Document extract

┌────────

One of the recurring themes in our conversation to date has been whether critique – understood as the theorisation of the potential for political action oriented to social transformation – needs the concept of an “outside”. Sinthome’s most recent response clarifies the strategic significance of wanting to identify an “outside”:

when advancing the thesis that no form of domination ever completely subsumes the dominated, I am specifically thinking of historicism and Foucaultian power structures. With regard to historicism, I am objecting to the common thesis that everything is determined by its historical context, such that nothing new can appear that isn’t already saturated by this context. With regard to Foucault (perhaps one could add Butler), I have in mind the thesis that all social relations are determined by structures of power. Foucault, of course, complicates this with his thesis that all structures of power produce their own resistence; yet these structures of resistance are nonetheless part and parcel of the field of power. Consequently I suppose I am asking whether an outside is possible.

This is what I would have suspected: the conviction that critique must be founded on something “outside” social context generally does derive from the perceptions that:

(1) the social context is essentially “one dimensional” – that it generates solely those forms of practice and subjectivity reproduce the current form of social life in some kind of static loop or linear pattern; and

(2) socialisation should be conceptualised in terms of “power” – a concept which, in spite of Foucault’s best efforts – tends to be wielded as an essentially “negative” concept, flattening the notion of socialisation into the notion of constraint, prohibition or domination, and therefore orienting the concept of socialisation to the reproduction of the existing social order.

I think that Sinthome is correct both in pointing to Foucault’s efforts to turn the concept of “power” into something more potentially productive and creative, and in concluding that, even in Foucault’s own work, this concept in practice functions rather similarly to Weber’s notion of the “iron cage”. If Foucault had wanted to take seriously the notion of power as a productive, as well as a constraining, force in socialisation, you would have expected him to wed his analysis of qualitative transformations in kinds of power, with an analysis of how these qualitative shifts are also associated with the emergence of historically specific practices and subjectivities driving toward specific kinds of freedom. Such an analytical strategy could have made it possible for Foucault then to explain his own critical standpoint immanently, by indicating how it reflects the potentials of a given historical moment.

└────────

Stored records
┌────────

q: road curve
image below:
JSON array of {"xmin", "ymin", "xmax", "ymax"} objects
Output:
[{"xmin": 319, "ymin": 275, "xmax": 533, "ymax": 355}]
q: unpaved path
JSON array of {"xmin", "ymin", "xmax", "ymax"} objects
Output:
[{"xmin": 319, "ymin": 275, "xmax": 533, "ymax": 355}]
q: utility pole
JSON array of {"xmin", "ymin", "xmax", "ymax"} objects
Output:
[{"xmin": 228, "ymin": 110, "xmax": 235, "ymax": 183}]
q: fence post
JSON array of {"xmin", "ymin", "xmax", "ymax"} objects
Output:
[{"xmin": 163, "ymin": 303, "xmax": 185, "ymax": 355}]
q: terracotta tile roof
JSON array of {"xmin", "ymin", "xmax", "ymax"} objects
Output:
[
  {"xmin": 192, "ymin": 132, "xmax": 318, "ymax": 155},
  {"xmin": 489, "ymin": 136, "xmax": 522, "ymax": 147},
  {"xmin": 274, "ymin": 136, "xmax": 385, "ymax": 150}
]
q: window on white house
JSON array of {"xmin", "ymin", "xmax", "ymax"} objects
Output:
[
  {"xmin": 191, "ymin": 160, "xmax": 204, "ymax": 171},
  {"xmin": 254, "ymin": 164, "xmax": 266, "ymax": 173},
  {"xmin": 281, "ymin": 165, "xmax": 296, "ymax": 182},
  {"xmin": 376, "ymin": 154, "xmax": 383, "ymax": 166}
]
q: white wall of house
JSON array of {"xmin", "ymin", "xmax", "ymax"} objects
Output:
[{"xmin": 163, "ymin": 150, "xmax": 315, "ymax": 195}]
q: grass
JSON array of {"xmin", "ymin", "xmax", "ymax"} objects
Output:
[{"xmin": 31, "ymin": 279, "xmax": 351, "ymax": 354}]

└────────

What this task involves
Continue the passage on critique and the need for an "outside," picking up after its final sentence about Foucault's critical standpoint.

Exercise result
Instead, in practice, Foucault’s analyses of power often fall back into something like an unmasking and debunking form of critique. The standpoint from which Foucault makes these unmasking and debunking moves is generally not clarified. Instead, when Foucault does speak explicitly about his critical standpoint, he often does something rather similar to what Sinthome has also been doing in recent posts: he talks about how moving “outside” our current time, and examining the alternative potentials expressed in different historical moments, equips us to think differently about the present. Foucault’s own practice therefore reinforces the sense that he has not successfully conceptualised power as more than a negative constraint. (Note: I am far from an expert in Foucault’s work, so I am happy to be persuaded that he uses more sophisticated strategies in specific writings – from my point of view, this would simply mean that Foucault at some point more fully expresses the potentials I believe do lurk in some of his concepts, but which he often doesn’t seem to follow to their critical conclusions.)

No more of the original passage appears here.